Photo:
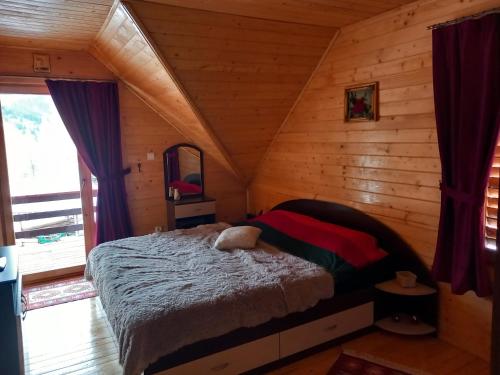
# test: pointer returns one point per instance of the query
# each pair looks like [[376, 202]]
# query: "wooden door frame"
[[7, 236], [37, 86]]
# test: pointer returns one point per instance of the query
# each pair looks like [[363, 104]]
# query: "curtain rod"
[[8, 76], [462, 19]]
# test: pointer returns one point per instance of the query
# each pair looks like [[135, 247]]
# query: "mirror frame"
[[166, 175]]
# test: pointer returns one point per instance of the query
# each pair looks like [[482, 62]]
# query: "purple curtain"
[[466, 70], [90, 112]]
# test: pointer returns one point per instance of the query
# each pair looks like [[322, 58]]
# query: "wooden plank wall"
[[142, 131], [390, 168], [242, 73], [130, 54], [51, 23]]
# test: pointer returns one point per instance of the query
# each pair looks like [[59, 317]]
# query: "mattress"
[[164, 291]]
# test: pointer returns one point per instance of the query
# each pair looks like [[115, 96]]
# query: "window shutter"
[[492, 201]]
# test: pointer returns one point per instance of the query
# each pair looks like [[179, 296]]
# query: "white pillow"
[[244, 237]]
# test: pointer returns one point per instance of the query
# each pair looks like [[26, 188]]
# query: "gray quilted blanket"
[[164, 291]]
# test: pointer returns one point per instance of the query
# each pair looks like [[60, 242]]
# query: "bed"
[[231, 312]]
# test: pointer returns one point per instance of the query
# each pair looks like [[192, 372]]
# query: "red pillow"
[[357, 248]]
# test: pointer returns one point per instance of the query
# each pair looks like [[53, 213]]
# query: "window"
[[492, 201]]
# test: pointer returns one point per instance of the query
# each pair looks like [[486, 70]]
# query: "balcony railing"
[[70, 224]]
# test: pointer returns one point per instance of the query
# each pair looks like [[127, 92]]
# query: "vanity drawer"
[[194, 209], [232, 361], [306, 336]]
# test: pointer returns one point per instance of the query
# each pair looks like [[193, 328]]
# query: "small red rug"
[[347, 364], [58, 292]]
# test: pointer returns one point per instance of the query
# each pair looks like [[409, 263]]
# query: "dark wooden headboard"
[[403, 256]]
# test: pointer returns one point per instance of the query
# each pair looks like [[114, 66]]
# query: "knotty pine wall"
[[390, 168], [142, 131]]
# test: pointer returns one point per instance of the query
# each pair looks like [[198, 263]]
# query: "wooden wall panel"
[[126, 49], [390, 168], [242, 73], [333, 13], [142, 131]]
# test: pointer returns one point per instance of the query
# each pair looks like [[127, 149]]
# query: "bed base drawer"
[[232, 361], [317, 332]]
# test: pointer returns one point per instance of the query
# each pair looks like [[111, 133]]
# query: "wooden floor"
[[75, 338], [36, 258]]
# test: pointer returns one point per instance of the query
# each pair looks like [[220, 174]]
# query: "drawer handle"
[[220, 367], [331, 328]]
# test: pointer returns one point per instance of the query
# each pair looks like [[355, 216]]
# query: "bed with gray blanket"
[[164, 291]]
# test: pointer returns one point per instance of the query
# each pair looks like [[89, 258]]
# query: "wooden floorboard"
[[75, 338]]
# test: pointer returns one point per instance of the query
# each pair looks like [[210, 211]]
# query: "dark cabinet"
[[11, 311]]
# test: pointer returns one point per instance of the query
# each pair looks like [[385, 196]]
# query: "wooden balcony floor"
[[36, 258]]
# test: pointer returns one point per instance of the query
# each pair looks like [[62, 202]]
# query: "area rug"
[[55, 293], [352, 363]]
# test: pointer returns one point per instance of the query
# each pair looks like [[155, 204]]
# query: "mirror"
[[183, 168]]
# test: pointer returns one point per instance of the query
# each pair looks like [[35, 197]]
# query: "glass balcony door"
[[51, 192]]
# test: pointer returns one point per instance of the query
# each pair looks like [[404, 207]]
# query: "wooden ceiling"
[[62, 24], [132, 56], [225, 73], [330, 13]]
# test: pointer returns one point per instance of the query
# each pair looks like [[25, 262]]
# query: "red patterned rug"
[[347, 364], [55, 293]]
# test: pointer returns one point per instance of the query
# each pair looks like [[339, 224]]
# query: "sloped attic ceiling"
[[225, 73], [242, 73]]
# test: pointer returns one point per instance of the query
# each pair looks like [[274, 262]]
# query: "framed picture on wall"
[[361, 102]]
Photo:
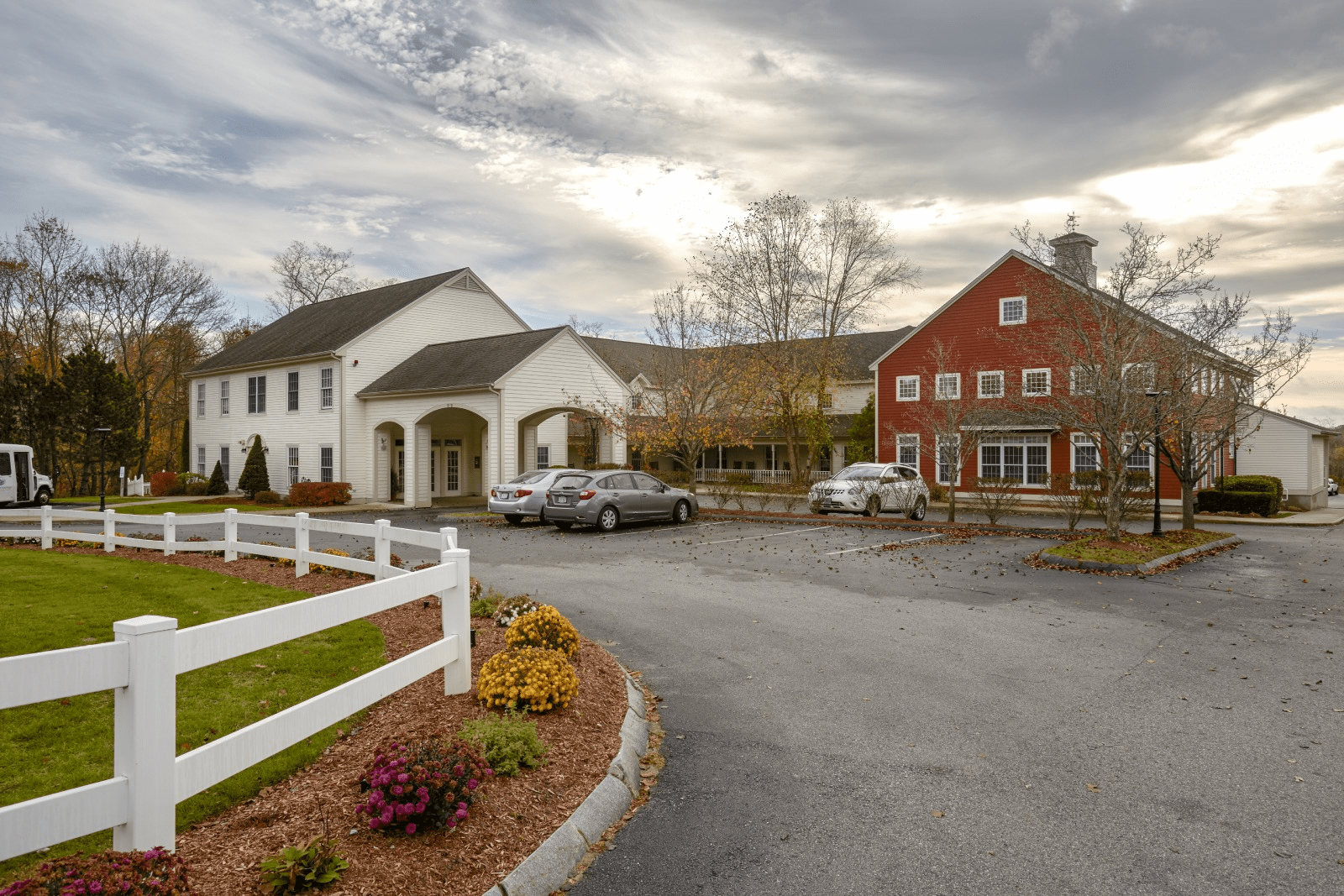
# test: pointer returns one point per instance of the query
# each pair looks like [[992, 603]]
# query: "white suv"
[[870, 490]]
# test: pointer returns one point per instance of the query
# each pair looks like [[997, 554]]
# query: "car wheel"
[[682, 512]]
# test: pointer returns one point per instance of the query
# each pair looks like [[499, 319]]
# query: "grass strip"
[[54, 600]]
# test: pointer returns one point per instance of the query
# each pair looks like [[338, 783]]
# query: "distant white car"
[[19, 483], [870, 490]]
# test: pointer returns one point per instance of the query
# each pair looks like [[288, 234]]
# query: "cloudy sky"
[[575, 155]]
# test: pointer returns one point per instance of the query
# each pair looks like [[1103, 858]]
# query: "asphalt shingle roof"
[[324, 327], [470, 363]]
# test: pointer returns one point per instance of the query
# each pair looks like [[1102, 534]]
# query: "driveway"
[[941, 719]]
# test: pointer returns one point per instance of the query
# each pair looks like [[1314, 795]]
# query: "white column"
[[145, 727]]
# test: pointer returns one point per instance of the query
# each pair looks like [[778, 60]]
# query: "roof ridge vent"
[[467, 281]]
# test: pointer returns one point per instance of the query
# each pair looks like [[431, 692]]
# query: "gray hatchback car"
[[608, 499], [524, 496]]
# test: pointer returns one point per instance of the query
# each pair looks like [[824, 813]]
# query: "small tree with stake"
[[255, 477]]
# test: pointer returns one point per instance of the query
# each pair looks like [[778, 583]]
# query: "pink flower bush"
[[429, 783]]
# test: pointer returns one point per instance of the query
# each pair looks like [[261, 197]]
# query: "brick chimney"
[[1073, 257]]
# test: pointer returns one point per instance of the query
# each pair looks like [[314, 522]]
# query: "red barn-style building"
[[991, 369]]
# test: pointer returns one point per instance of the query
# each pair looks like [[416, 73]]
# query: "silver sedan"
[[606, 499], [524, 496]]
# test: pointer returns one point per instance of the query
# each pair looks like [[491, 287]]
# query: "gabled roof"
[[327, 327], [1058, 275], [470, 363]]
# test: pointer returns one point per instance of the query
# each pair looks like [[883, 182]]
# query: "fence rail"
[[141, 667]]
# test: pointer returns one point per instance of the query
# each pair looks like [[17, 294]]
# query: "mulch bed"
[[512, 819]]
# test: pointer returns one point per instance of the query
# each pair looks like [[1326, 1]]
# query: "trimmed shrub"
[[165, 484], [508, 741], [528, 679], [154, 871], [511, 609], [544, 627], [319, 493], [255, 477], [299, 868], [428, 783], [218, 484], [1258, 503]]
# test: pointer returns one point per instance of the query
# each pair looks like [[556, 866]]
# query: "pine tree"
[[217, 484], [255, 477]]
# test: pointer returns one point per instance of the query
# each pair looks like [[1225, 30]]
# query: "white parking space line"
[[665, 528], [773, 535], [870, 547]]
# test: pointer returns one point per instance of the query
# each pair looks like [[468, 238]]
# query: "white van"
[[19, 483]]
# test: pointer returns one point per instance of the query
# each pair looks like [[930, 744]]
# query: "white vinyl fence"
[[148, 654]]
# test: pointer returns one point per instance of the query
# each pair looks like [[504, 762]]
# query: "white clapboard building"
[[420, 390]]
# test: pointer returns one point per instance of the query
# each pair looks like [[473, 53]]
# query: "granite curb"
[[1137, 567], [551, 864]]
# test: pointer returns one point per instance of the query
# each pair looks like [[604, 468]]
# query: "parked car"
[[19, 483], [524, 496], [606, 499], [870, 490]]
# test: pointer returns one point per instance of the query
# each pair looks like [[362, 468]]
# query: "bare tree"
[[311, 275]]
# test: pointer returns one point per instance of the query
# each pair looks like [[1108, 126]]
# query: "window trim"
[[980, 383], [1003, 304], [1048, 382], [938, 396]]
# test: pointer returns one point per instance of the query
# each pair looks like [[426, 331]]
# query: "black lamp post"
[[1158, 461], [102, 465]]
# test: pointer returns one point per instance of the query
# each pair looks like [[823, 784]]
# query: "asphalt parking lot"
[[938, 718]]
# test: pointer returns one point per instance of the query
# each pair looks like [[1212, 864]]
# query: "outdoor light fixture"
[[102, 463], [1158, 461]]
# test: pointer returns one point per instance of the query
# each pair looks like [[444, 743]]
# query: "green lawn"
[[1146, 547], [57, 600]]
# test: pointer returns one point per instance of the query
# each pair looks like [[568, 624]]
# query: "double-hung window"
[[1035, 382], [991, 383], [255, 394], [1012, 311], [948, 387]]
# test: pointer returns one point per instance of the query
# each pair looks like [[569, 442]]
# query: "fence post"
[[300, 544], [145, 726], [456, 610], [230, 535], [382, 548]]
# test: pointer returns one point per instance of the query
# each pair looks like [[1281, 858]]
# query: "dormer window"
[[1012, 311]]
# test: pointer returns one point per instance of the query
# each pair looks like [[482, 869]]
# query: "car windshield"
[[859, 473]]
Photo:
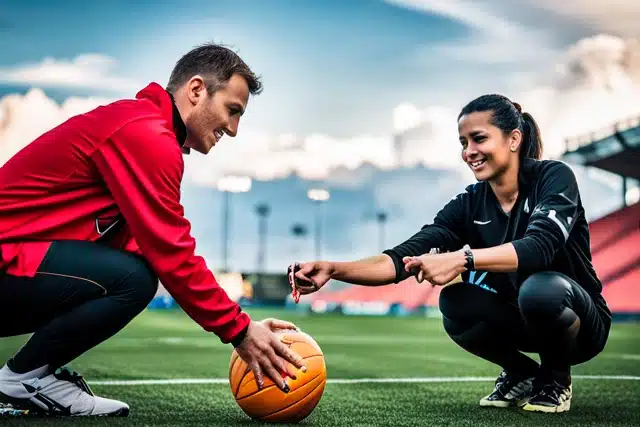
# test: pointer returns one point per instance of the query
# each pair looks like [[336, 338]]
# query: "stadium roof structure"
[[615, 149]]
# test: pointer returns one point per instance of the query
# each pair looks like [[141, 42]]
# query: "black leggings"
[[553, 316], [82, 294]]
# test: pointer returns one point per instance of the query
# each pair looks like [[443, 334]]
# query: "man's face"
[[214, 115]]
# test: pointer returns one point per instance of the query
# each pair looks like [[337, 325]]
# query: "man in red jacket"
[[91, 219]]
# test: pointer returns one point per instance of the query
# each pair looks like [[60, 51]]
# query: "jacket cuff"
[[526, 253], [236, 333], [397, 263]]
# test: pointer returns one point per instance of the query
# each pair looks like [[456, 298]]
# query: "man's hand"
[[264, 353], [437, 269], [308, 277]]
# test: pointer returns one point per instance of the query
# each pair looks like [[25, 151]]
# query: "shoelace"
[[552, 390], [66, 374]]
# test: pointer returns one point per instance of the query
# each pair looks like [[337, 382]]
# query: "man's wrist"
[[237, 340]]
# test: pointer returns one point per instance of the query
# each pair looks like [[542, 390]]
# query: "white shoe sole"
[[563, 407]]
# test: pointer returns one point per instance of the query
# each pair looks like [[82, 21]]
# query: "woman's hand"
[[437, 269]]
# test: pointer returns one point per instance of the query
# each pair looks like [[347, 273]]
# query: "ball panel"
[[270, 403], [238, 373], [271, 400], [248, 386], [299, 410]]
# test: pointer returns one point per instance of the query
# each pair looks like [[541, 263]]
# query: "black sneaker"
[[510, 390], [550, 397]]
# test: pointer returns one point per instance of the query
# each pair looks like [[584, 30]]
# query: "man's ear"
[[196, 88]]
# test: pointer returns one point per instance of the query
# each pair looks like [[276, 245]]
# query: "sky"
[[341, 78]]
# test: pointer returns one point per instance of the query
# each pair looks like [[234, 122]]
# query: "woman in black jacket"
[[520, 241]]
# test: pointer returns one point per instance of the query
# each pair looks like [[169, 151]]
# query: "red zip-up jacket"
[[120, 162]]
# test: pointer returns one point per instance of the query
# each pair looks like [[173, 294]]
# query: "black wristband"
[[470, 264], [237, 340]]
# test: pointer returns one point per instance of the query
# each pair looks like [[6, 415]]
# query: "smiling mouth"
[[477, 164], [218, 134]]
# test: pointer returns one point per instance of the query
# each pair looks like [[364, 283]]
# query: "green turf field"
[[162, 345]]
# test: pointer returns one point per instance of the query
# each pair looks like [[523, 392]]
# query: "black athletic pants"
[[82, 294], [553, 317]]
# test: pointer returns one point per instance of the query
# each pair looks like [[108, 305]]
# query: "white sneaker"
[[63, 393]]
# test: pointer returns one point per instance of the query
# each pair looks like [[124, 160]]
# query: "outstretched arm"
[[446, 232]]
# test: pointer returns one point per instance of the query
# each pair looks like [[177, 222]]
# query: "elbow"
[[534, 254]]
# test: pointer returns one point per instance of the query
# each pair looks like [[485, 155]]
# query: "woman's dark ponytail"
[[531, 147]]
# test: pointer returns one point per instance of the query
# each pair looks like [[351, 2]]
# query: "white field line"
[[351, 380]]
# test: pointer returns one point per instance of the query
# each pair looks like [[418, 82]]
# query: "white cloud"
[[472, 14], [596, 84], [620, 17], [25, 117], [494, 38], [91, 71]]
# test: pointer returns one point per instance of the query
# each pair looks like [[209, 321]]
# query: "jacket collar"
[[164, 100]]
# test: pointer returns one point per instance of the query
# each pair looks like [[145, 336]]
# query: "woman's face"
[[486, 149]]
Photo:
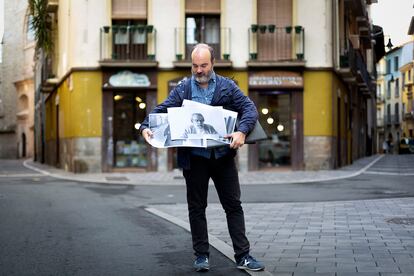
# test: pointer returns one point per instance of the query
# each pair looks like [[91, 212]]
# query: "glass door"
[[130, 147], [274, 115]]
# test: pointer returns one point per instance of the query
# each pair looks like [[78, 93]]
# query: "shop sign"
[[129, 79], [276, 79]]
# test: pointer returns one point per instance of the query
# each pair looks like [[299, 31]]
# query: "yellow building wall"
[[50, 118], [80, 107], [317, 103], [241, 77]]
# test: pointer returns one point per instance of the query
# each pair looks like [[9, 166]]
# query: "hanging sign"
[[272, 79], [129, 79]]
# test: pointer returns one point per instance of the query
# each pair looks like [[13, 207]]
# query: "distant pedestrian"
[[385, 147]]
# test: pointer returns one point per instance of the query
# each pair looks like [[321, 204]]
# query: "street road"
[[56, 227]]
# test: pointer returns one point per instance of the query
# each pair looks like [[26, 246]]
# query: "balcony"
[[409, 116], [353, 70], [132, 45], [275, 46], [220, 42]]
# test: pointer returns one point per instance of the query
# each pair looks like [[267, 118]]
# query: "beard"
[[203, 77]]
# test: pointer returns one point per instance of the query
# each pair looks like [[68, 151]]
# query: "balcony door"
[[202, 29]]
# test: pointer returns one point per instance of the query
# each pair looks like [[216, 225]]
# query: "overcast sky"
[[394, 16]]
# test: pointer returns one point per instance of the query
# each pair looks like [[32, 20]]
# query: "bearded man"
[[199, 164]]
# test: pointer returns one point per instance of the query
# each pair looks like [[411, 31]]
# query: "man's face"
[[197, 120], [202, 68]]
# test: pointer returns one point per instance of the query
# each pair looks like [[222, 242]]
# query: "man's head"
[[197, 119], [202, 58]]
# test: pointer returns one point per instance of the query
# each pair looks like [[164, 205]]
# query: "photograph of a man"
[[198, 126]]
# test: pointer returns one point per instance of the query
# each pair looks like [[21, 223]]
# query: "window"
[[397, 113], [203, 29], [30, 36], [396, 64], [388, 89], [388, 69], [397, 87]]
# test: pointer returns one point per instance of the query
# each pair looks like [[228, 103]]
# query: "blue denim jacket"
[[227, 94]]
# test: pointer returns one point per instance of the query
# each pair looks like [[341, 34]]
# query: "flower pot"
[[298, 29], [141, 29], [254, 28], [149, 28], [123, 29], [288, 29]]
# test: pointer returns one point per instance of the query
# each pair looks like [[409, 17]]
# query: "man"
[[199, 165], [198, 126]]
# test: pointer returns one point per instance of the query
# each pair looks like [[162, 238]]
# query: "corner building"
[[311, 76]]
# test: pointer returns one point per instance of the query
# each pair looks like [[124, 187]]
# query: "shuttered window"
[[202, 6], [129, 9], [277, 45]]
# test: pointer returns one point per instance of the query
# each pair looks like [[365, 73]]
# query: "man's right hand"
[[147, 134]]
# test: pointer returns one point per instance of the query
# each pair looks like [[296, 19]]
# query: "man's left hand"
[[238, 138]]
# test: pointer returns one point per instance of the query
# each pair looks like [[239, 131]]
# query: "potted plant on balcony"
[[149, 28], [141, 29], [106, 29], [271, 28], [115, 29], [123, 29], [298, 29], [288, 29], [254, 27]]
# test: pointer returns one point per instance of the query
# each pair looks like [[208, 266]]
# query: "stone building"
[[16, 87], [311, 76]]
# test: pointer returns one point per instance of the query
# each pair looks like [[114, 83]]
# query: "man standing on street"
[[199, 165]]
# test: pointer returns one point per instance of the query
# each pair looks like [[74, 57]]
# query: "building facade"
[[311, 77], [16, 84]]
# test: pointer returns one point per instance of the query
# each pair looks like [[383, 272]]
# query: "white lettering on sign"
[[275, 80], [129, 79]]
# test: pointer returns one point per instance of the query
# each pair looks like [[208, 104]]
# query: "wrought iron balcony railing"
[[185, 41], [270, 43], [128, 43]]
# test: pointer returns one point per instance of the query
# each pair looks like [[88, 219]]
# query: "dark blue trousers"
[[223, 172]]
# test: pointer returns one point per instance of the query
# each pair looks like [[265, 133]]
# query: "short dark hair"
[[205, 46]]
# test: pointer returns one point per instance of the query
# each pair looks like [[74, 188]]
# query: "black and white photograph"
[[160, 127], [200, 123]]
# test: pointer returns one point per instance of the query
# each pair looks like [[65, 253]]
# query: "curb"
[[218, 244]]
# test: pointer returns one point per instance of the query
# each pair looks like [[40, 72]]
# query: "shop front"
[[278, 96], [127, 98]]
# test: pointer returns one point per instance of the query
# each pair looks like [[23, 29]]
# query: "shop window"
[[130, 147], [274, 115]]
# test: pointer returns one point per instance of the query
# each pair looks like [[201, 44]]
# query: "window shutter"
[[276, 46], [129, 9], [202, 6]]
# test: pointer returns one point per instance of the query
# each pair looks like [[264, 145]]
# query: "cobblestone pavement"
[[366, 237]]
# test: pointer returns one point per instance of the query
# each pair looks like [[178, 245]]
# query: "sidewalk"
[[176, 178]]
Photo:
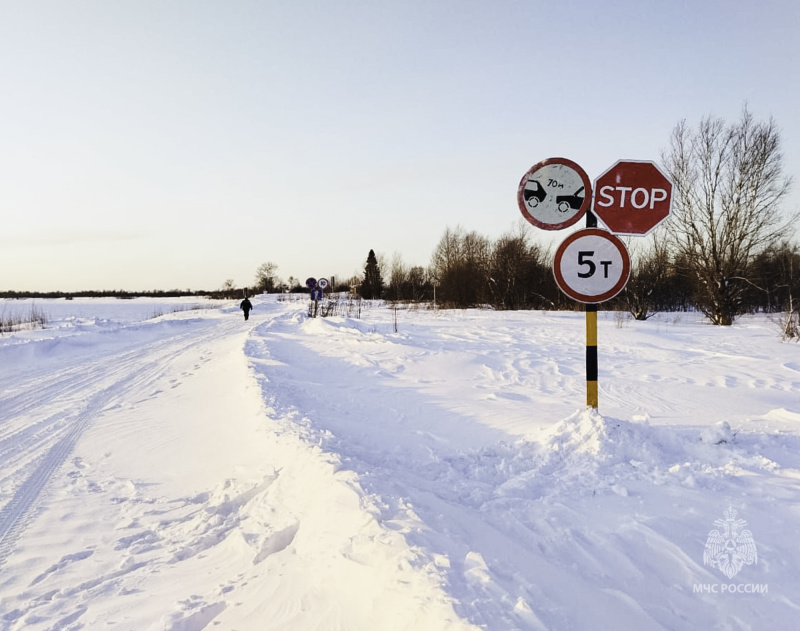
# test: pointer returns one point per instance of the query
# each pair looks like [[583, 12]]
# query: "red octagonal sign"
[[632, 197]]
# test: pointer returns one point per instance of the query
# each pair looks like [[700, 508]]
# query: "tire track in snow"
[[15, 515], [115, 375]]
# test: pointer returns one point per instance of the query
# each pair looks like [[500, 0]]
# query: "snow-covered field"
[[194, 471]]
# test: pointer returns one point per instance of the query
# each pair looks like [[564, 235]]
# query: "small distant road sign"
[[554, 194], [591, 266], [632, 197]]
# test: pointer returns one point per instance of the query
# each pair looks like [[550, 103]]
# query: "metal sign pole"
[[591, 338]]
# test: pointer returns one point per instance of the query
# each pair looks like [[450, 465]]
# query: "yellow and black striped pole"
[[591, 338], [591, 355]]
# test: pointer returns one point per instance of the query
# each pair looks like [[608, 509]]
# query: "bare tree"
[[650, 274], [728, 186], [229, 288], [460, 265], [266, 280]]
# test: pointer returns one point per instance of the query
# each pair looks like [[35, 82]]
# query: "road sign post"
[[591, 266], [632, 197], [554, 194]]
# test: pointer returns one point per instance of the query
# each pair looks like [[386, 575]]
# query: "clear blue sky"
[[160, 144]]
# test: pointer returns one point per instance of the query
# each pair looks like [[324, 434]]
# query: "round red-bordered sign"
[[591, 266], [554, 194]]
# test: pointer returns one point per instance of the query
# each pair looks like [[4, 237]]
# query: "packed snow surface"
[[165, 465]]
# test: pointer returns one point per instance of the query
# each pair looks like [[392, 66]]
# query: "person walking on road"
[[246, 306]]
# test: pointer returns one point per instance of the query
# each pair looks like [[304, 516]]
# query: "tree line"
[[726, 250]]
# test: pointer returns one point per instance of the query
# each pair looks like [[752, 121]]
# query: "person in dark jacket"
[[246, 306]]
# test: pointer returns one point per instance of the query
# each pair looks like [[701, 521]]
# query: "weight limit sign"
[[591, 266]]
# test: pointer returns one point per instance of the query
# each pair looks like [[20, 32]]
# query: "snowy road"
[[195, 471]]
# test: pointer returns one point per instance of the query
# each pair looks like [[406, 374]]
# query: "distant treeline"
[[110, 293]]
=-=-=-=-=
■ EXERCISE BRIEF
Write out again, unchanged, every line from the line containing "# each pair looks like [[20, 32]]" to the final line of the material above.

■ OUTPUT OF THE EXERCISE
# each pair looks like [[20, 32]]
# query: "snowy road"
[[195, 471]]
# test: pointer returns one point per instance of the query
# each pair looks like [[406, 374]]
# query: "distant treeline"
[[110, 293]]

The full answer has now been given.